WHAT THE EXERCISE ASKS — Copy the part of the records below that opens with the line containing "the mountain slope?" and continues through the end of the records, including the requests. Offset each coordinate in the answers by adding 122 to both numbers, and leave the requests and their sample points unchanged.

====== RECORDS FOR THIS TASK

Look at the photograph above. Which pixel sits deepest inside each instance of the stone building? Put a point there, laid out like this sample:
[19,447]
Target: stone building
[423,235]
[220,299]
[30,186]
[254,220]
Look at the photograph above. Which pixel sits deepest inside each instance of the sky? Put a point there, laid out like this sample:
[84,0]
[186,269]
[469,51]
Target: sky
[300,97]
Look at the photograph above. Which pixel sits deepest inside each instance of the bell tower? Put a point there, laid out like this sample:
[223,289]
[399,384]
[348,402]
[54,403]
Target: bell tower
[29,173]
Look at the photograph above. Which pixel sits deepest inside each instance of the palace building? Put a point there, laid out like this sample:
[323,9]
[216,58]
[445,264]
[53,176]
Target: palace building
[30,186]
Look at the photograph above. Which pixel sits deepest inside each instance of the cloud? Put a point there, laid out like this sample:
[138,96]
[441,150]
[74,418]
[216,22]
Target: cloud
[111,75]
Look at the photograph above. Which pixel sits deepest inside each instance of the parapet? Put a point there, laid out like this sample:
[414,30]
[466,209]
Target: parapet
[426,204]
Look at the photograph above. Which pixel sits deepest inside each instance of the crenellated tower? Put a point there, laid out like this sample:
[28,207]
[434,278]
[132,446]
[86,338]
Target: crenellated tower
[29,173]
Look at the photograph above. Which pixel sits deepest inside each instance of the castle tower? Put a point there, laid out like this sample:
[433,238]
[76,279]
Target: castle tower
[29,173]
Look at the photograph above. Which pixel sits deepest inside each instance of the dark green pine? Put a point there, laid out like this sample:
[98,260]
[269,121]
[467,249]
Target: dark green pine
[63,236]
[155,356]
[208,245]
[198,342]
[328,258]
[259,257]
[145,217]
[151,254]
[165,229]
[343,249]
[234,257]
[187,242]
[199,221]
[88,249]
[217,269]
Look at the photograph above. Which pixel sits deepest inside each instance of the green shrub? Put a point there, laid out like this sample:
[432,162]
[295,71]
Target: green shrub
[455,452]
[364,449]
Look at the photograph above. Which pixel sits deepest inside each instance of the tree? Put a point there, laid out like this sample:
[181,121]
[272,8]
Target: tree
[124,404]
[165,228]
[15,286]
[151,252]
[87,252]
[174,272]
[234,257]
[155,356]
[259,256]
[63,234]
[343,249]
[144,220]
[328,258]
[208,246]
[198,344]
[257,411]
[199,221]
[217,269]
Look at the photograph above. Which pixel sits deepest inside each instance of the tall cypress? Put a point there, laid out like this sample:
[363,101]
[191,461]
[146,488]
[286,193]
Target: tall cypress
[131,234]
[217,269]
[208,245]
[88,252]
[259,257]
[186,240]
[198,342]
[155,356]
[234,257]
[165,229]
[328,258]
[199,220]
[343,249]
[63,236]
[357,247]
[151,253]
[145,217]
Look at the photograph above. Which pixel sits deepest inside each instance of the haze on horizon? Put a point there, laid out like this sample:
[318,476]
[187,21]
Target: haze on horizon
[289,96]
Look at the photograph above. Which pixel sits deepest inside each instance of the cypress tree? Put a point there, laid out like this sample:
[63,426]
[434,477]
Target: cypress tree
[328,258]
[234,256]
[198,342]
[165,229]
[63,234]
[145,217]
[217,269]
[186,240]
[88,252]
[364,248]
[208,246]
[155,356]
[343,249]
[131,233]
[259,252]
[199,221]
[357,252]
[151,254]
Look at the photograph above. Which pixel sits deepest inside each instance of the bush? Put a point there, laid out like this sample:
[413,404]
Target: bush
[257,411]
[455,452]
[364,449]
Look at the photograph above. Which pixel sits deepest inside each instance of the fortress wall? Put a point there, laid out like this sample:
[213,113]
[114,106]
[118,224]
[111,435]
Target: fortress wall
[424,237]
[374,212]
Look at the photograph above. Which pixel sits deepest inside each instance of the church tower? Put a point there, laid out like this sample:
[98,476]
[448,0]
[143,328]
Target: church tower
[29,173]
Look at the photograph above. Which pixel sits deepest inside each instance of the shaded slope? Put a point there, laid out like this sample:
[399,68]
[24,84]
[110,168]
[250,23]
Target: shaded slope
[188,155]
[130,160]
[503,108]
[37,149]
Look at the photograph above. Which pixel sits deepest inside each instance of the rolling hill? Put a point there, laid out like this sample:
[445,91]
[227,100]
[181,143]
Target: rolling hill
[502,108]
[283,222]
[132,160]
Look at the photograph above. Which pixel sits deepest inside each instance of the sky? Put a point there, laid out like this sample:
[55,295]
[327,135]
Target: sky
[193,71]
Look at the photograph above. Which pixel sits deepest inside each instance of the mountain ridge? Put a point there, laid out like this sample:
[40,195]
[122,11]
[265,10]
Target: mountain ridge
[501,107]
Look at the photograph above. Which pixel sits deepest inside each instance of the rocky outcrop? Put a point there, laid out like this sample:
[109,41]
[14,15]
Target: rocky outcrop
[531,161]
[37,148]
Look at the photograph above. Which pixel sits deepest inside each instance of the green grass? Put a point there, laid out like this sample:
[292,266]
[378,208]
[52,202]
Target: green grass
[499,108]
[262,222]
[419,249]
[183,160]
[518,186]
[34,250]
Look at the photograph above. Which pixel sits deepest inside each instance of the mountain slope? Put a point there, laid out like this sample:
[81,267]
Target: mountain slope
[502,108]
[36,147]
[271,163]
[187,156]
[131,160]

============

TASK SOLUTION —
Look at the photograph above. Which pixel sits deepest inside each instance of the mountain slope? Put a point there, laid out like this sample:
[81,267]
Target: mountain slope
[624,230]
[158,269]
[393,285]
[309,278]
[253,282]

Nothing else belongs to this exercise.